▸ Enunciado escrito:
Reproduce sin cambios el fragmento del texto sobre Kant y Ortega que comienza en las palabras "Estos asuntos que" y termina después de "una cuestión baladí.".

▸ Texto mostrado:
* * * * * * *

Estos asuntos que hoy propongo hay que exponerlos utilizando
la primera persona del singular. Lo cual me lleva a empezar confesando que
siento que mi sustento intelectual, el bagaje de ideas con el que trato de
contraponerme a esa maraña de enigmas que llamamos mundo, está aún en fase de
construcción (tampoco podría estar de otra forma, vale). Uno de los obstáculos
intelectuales con los que me he peleado en los últimos tiempos (ya sé que soy
un poco rarito) es el de entender cuál era la diferencia sustancial entre la
filosofía de Kant y la de Ortega. Este último, que es el filósofo a quien
considero mi principal guía intelectual, cuenta cómo le resultó muy difícil
soltar amarras respecto del idealismo de Kant. Ya voy entendiendo por qué. Y no
es una cuestión baladí.

* * * * * * *

[Entradas de datos guardadas]
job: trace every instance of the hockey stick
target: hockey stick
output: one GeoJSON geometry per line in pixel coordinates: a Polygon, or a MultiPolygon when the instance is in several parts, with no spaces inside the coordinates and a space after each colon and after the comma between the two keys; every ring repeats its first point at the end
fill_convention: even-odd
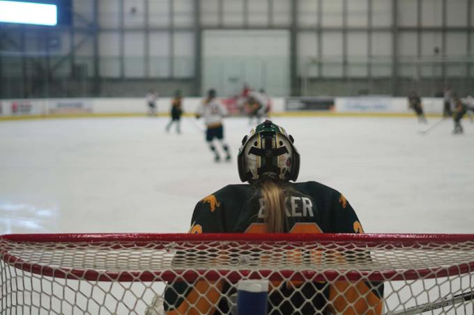
{"type": "Polygon", "coordinates": [[[385,315],[412,315],[421,314],[472,300],[474,300],[474,291],[473,291],[457,294],[451,298],[445,297],[438,300],[437,302],[428,302],[427,303],[422,304],[421,305],[412,306],[404,311],[389,312],[386,313],[385,315]]]}
{"type": "Polygon", "coordinates": [[[420,134],[426,134],[427,132],[428,132],[429,131],[430,131],[431,129],[432,129],[433,128],[434,128],[435,127],[436,127],[436,126],[438,126],[438,124],[441,124],[441,122],[443,122],[446,118],[448,118],[448,117],[443,117],[443,119],[442,119],[441,120],[439,120],[439,121],[436,122],[435,124],[434,124],[432,126],[430,126],[430,127],[429,127],[428,128],[427,128],[426,129],[422,130],[422,131],[418,131],[418,132],[419,132],[420,134]]]}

* * * * * * *

▸ Respuesta completa:
Estos asuntos que hoy propongo hay que exponerlos utilizando
la primera persona del singular. Lo cual me lleva a empezar confesando que
siento que mi sustento intelectual, el bagaje de ideas con el que trato de
contraponerme a esa maraña de enigmas que llamamos mundo, está aún en fase de
construcción (tampoco podría estar de otra forma, vale). Uno de los obstáculos
intelectuales con los que me he peleado en los últimos tiempos (ya sé que soy
un poco rarito) es el de entender cuál era la diferencia sustancial entre la
filosofía de Kant y la de Ortega. Este último, que es el filósofo a quien
considero mi principal guía intelectual, cuenta cómo le resultó muy difícil
soltar amarras respecto del idealismo de Kant. Ya voy entendiendo por qué. Y no
es una cuestión baladí.